§ ЗАПИСАННЫЕ ДАННЫЕ:
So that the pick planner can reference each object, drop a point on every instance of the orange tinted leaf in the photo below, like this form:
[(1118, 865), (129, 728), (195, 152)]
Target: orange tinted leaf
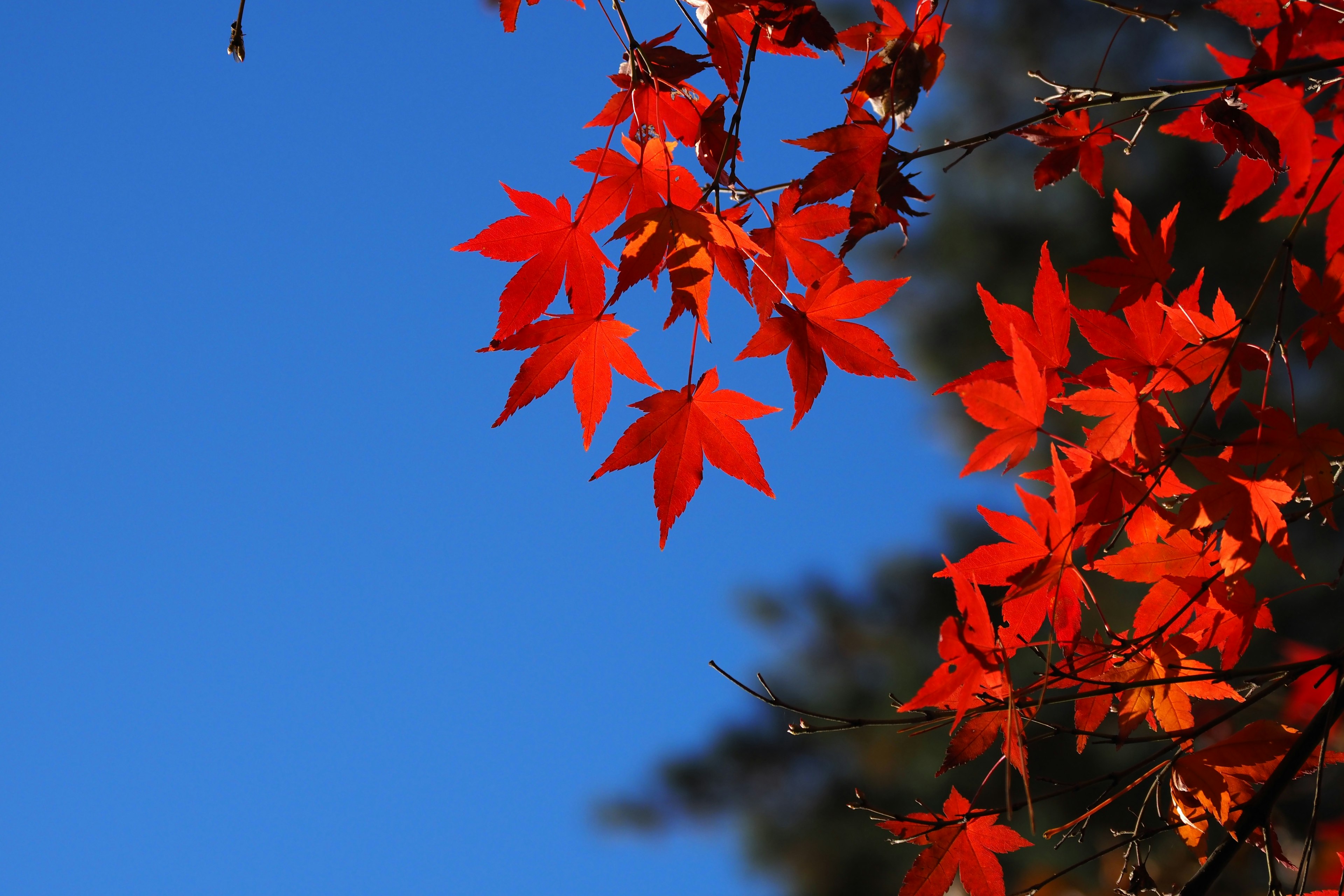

...

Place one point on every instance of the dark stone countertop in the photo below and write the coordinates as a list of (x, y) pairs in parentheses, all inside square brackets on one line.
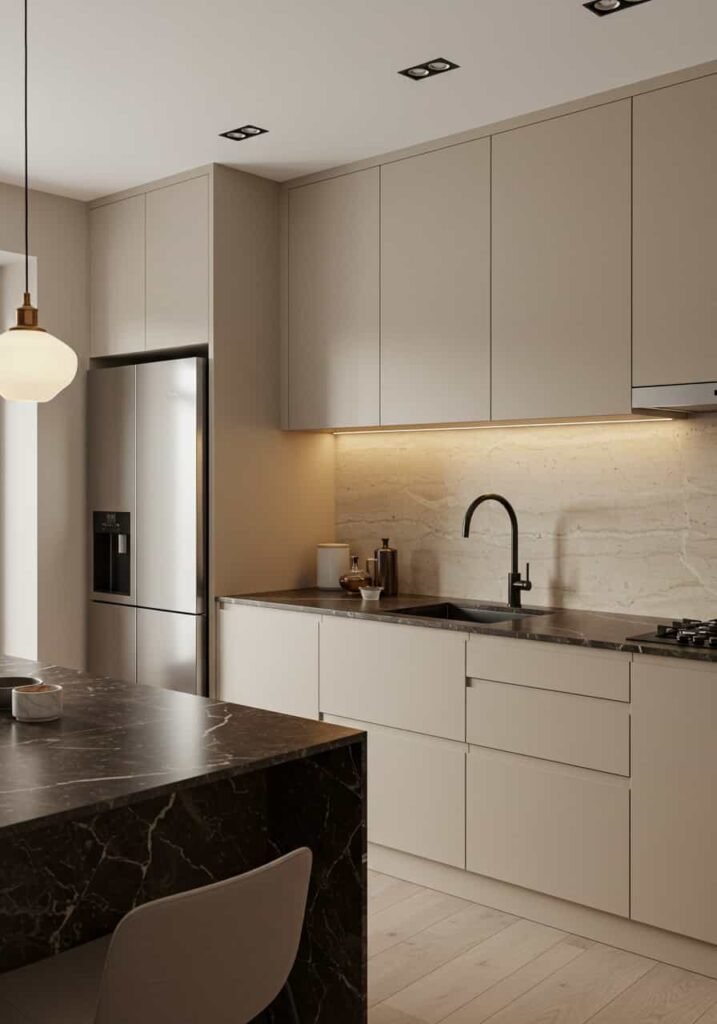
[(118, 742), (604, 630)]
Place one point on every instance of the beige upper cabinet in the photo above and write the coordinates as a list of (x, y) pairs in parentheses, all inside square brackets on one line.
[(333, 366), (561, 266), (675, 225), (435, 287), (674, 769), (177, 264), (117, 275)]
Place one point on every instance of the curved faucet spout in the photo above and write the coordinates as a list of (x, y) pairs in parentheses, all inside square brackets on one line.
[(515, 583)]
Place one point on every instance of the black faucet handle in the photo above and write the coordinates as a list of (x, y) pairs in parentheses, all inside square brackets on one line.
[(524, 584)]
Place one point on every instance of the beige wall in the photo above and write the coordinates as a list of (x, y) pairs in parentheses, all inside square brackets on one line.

§ ОПИСАНИЕ ЗАДАНИЯ:
Перепиши строки, начиная со строки, где есть «So that the», и заканчивая строкой с «Target: orange tinted leaf» включительно, заменив «pick planner» на «grasp planner» и оставив всё остальное без изменений.

§ РЕШЕНИЕ ЗАДАЧИ:
So that the grasp planner can reference each object, drop a point on every instance of the orange tinted leaf in the photo below, like this form:
[(1118, 865), (129, 728), (195, 152)]
Target: orange tinted leaf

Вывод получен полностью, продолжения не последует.